To do >>
**A)** In the article on NFL team ownership, how large a stake in a team can a vetted private-equity firm buy?
**B)** List every line of the records that contains the word "white", with case counting.

##### Source #####

By Danielle Walker
If you are a pro football fan, you may own season tickets to your favorite team's games, an official jersey, and even a stadium cushion with the team's logo emblazoned on it. You might also own a piece of the team without knowing it -- or you could soon.
That is because retirement plans can now invest indirectly in National Football League teams, thanks to rules the league approved in 2024 that loosened restrictions on ownership. Vetted private-equity firms can buy up to 10% stakes in teams, and institutional investors such as retirement plans can invest in those PE firms' funds.
Some are doing just that. Last year, the Kentucky County Employees Retirement System committed about $100 million to the Arctos American Football fund, which is run by Arctos Partners, one of the private-equity firms that won NFL approval. Arctos has taken minority stakes in the Los Angeles Chargers and Buffalo Bills.
Meanwhile, Oregon's treasury said last year that the state's Public Employees Retirement Fund "now has indirect exposure to franchises such as the Buffalo Bills, Golden State Warriors, San Antonio Spurs, Los Angeles Dodgers, Chelsea F.C., and Paris Saint-Germain" via investments it has made with Arctos.
More investors could pile in, given the finite number of investible teams. Professional sports teams are "a scarce and sought-after asset," says Shashin Khanna, vice president for corporate ratings, sports finance, at Morningstar DBRS. Of the five major U.S. sports leagues -- the NFL, the National Basketball Association, Major League Baseball, the National Hockey League, and Major League Soccer -- there are only "roughly 150 teams that an investor can own a piece of," says Khanna.
Other PE firms are paying attention. Arctos' experience investing in sports franchises helped attract private-equity giant KKR, which this month announced it would acquire Arctos in a $1.4 billion deal.
"Arctos provides KKR with a differentiated entry point into the sports franchise stakes sector, a category characterized by historical and expected long-term value appreciation and growing global demand," a joint press release from KKR and Arctos said.
Investing Case
Sports investing, as part of a pension fund's allocation to alternative investments, makes sense. Sports teams have the potential for strong returns, and offer diversification because their returns don't correlate with stock and bond markets, says Morningstar's Khanna.
"NFL franchise values have historically only gone in one direction, which is up," he says. The average NFL team is worth $7.1 billion, according to 2025 data from sports business website Sportico. That is about 20% more than the previous year, and double the average four years ago, says Khanna. "They've generally outpaced the S&P 500, and they are uncorrelated to the overall equity market."
Pension funds aren't the only ones eyeing NFL investment opportunities. At Morgan Stanley, wealthy individuals, family offices, and trusts have also shown increased interest in these deals over the past year, says Jim Hansberger, a financial advisor and global sports and entertainment director at Morgan Stanley Private Wealth Management.

##### Data in this exercise #####

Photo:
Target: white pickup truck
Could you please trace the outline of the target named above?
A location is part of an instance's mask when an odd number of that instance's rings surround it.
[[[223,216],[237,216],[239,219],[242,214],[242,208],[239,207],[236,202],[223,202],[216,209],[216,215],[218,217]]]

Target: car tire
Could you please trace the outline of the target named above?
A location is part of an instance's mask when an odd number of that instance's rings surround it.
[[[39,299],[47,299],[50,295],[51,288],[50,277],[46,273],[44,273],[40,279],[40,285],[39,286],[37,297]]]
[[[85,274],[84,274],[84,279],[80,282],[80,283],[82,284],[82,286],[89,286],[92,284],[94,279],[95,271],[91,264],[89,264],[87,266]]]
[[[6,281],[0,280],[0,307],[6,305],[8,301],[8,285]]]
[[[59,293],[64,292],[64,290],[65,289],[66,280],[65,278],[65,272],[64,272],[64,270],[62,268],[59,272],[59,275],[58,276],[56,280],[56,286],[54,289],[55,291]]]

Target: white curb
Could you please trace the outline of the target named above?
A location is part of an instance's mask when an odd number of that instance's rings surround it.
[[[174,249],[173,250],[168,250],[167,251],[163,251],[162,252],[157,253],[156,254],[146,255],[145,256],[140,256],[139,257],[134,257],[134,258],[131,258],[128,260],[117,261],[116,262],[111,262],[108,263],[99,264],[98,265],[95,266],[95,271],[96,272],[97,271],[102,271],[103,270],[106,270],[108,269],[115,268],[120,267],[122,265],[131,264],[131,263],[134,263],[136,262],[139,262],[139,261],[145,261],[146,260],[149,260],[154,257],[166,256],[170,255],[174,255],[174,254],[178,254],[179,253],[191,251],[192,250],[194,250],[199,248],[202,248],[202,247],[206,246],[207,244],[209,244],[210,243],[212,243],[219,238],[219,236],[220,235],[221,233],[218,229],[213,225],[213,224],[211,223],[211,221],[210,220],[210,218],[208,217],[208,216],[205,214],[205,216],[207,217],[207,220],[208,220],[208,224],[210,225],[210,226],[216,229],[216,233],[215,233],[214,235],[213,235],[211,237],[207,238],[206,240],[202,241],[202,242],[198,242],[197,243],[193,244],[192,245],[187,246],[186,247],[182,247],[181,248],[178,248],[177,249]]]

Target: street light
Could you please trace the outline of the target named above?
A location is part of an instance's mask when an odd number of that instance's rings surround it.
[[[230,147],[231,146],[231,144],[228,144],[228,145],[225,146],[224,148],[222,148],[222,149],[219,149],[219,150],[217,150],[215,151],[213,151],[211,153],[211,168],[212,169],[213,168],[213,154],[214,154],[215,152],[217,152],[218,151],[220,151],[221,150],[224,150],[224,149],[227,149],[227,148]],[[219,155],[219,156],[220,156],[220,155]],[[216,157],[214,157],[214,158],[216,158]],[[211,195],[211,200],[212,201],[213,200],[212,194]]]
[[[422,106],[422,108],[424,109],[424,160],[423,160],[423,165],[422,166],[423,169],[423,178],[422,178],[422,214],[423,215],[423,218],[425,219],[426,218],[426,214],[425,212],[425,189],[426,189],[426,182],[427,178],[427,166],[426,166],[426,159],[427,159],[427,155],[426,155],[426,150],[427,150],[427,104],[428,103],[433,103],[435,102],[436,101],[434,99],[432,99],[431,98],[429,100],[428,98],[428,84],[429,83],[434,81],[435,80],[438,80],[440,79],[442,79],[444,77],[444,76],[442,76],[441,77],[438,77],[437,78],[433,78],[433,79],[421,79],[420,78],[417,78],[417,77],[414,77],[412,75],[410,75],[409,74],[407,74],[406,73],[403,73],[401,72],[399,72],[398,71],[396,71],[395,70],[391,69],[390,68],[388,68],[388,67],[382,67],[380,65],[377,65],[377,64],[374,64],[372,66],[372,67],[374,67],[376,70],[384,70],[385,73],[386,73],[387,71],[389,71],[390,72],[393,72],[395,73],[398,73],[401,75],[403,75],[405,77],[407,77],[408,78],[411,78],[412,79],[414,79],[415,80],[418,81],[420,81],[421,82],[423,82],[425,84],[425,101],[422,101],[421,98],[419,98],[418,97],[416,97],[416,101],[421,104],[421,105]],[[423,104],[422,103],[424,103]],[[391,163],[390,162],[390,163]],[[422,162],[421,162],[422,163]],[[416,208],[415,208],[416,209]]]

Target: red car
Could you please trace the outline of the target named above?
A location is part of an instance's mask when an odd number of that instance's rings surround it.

#####

Responses >>
**A)** Up to 10%.

**B)**
Target: white pickup truck
Target: white curb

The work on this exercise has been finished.